▶ [TRAVAIL À FAIRE]
**a)** Dans l'extrait sur l'opposition à Modi, qui est le leader actuel de l'AAP, également ministre en chef de Delhi ?
**b)** Recopiez fidèlement le passage de l'extrait sur l'opposition à Modi qui commence par « Celui-ci, fondé en » et se poursuit jusqu'à « campagne au Pendjab. ».

▶ [EXTRAIT CHOISI]
========
Celui-ci, fondé en 2012 et dénonçant principalement la corruption et le népotisme du pays, et s’est également prononcé pour la dépénalisation de l’homosexualité. Le voici donc, le nouvel espoir pour les minorités opprimées du pays ? Pas tout à fait.

Le clip de l’AAP pour sa campagne au Pendjab.
À droite, avec les lunettes, Arvind Kejriwal, leader du parti et ministre en chef de Delhi.
Un « terroriste », d’après le ministre de l’Intérieur actuel.

La pente est forte et le chemin est long

Car, et sans même se prononcer sur les nuances politiques, encore obscures, de cette nouvelle création, il y a de toute façon loin de cette victoire au remplacement du Premier Ministre. Récemment, The Diplomat tentait, dans un article touffu, de résumer le désordre total dans lequel sont plongées les oppositions à Modi… Morceaux choisis (accrochez-vous) :

« Après la victoire de Mamata Banerjee et de son All India Trinamool Congress face au BJP au Bengale Occidental en 2021, on a commencé à parler d’elle comme d’une nouvelle leader pour l’opposition […] Elle s’est alors engagée dans l’élection de Goa, où elle s’est rendue en octobre 2011 pour rencontrer les élus qui avaient rejoint sa structure et se féliciter de compter parmi eux ancien ministre en chef (c’est-à-dire un président de gouvernement local) du Parti du Congrès […] Résultat : aucun de ses candidats n’a été élu, et ses partenaires de coalition ont emporté un total de deux sièges.

Mamata Banerjee au Centre de l’Excellence Humaine et des Sciences Sociales de Kolkata, dans le Rajarhat.
CC Ramakrishna Math et Ramakrishna Mission Belur Math via Wikimedia Commons.

L’AAP a donc fait mieux. Mais le problème de son leader actuel, Arvind Kejriwal (par ailleurs ministre en chef de Delhi), comme celui de tout autre potentiel représentant de l’opposition, est que tous les dirigeants locaux en Inde ne voient le prochain premier ministre… que lorsqu’ils se regardent dans le miroir […] Sans parler de l’éléphant de la pièce : le Parti du Congrès a peu de chances de remporter les prochaines élections, mais il compte toujours un nombre conséquent d’électeurs déterminés, qui ne se tourneraient pour rien au monde vers un autre parti, et que toute alliance anti-BJP, si elle veut l’emporter, devrait pourtant convaincre. »

Les prochaines législatives à l’échelle nationale auront lieu en 2023. Il reste donc deux ans à l’opposition pour s’unir, si elle veut empêcher un nouveau mandat de Modi. Souhaitons-lui de ne pas s’inspirer du brillant sens tactique qui caractérise, jusqu’ici, les diverses oppositions à Emmanuel Macron —même si Manuel Valls ne serait pas contre le poste, selon une source toujours bien informée (mon petit doigt).
========
Lignes d'un jeu de données de pointage
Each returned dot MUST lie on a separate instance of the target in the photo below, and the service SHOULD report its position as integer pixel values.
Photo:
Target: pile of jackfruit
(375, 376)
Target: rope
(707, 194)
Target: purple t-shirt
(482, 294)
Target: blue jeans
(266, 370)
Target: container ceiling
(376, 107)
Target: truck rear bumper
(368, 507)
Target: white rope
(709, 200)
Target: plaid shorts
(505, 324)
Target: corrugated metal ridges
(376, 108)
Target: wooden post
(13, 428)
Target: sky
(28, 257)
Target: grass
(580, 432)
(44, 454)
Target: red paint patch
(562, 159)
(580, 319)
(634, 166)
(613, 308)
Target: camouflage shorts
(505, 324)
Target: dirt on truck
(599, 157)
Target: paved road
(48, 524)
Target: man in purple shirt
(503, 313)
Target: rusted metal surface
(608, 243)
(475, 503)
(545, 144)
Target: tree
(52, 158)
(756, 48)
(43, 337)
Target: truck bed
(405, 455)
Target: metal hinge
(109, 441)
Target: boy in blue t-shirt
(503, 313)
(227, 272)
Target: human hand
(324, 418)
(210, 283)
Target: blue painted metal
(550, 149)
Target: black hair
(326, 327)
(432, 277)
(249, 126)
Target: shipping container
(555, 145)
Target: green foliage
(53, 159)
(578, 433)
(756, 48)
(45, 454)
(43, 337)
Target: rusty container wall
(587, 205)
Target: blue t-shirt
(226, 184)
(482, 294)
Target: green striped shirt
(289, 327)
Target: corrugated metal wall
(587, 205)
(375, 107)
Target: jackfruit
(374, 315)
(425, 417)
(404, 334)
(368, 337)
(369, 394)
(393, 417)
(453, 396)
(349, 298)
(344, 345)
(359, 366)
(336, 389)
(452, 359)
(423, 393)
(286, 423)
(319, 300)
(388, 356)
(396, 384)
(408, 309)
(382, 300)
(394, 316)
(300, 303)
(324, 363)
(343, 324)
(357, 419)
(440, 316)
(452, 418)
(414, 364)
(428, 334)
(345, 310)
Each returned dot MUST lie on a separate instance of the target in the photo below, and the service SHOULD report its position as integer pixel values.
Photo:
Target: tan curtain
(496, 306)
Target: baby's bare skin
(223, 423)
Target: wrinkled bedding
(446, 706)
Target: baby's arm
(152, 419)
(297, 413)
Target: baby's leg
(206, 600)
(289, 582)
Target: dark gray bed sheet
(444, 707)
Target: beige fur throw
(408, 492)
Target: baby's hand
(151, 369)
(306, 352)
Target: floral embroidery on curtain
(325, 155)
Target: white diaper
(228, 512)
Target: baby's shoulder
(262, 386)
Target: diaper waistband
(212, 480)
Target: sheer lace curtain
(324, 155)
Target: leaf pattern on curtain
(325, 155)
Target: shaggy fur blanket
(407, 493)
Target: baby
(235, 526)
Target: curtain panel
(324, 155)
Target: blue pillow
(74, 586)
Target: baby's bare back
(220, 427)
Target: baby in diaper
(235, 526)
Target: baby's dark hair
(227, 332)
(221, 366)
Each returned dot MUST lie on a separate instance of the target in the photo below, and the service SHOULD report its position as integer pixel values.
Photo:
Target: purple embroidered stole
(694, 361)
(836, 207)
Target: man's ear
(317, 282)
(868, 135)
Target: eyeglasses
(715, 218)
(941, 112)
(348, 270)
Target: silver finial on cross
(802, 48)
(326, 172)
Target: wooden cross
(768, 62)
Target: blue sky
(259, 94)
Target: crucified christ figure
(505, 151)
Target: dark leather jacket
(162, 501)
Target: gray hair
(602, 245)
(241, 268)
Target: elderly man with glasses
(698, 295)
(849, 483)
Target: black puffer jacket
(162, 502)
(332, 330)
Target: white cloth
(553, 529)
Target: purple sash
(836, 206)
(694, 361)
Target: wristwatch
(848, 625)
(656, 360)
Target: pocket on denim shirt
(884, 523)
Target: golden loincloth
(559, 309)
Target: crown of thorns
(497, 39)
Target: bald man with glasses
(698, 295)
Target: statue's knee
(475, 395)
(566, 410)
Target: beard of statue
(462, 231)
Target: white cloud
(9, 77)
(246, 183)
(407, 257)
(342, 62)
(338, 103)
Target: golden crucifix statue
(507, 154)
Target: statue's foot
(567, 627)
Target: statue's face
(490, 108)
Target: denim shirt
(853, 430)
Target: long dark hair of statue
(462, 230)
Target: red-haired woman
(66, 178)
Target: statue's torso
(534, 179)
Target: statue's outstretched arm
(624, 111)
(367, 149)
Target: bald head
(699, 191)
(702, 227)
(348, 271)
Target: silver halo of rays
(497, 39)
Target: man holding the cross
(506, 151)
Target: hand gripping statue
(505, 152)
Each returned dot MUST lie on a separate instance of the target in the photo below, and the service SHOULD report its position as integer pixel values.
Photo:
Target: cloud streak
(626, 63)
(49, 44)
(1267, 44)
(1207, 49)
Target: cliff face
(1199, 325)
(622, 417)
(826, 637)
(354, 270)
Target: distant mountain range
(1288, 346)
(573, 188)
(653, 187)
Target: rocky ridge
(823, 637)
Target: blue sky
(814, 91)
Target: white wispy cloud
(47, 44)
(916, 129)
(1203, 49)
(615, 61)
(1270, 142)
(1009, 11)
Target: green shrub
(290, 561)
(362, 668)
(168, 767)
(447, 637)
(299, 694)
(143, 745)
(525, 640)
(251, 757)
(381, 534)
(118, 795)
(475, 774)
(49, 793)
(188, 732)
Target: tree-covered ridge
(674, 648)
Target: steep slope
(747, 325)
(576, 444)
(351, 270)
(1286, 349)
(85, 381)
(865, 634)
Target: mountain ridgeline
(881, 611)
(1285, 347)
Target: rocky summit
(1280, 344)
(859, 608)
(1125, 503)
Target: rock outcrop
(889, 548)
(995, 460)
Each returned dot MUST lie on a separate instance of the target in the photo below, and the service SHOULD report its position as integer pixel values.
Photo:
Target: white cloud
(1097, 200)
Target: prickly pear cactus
========
▶ [LISTE DES RÉPONSES]
**a)** Le leader actuel de l'AAP est Arvind Kejriwal.

**b)**
Celui-ci, fondé en 2012 et dénonçant principalement la corruption et le népotisme du pays, et s’est également prononcé pour la dépénalisation de l’homosexualité. Le voici donc, le nouvel espoir pour les minorités opprimées du pays ? Pas tout à fait.

Le clip de l’AAP pour sa campagne au Pendjab.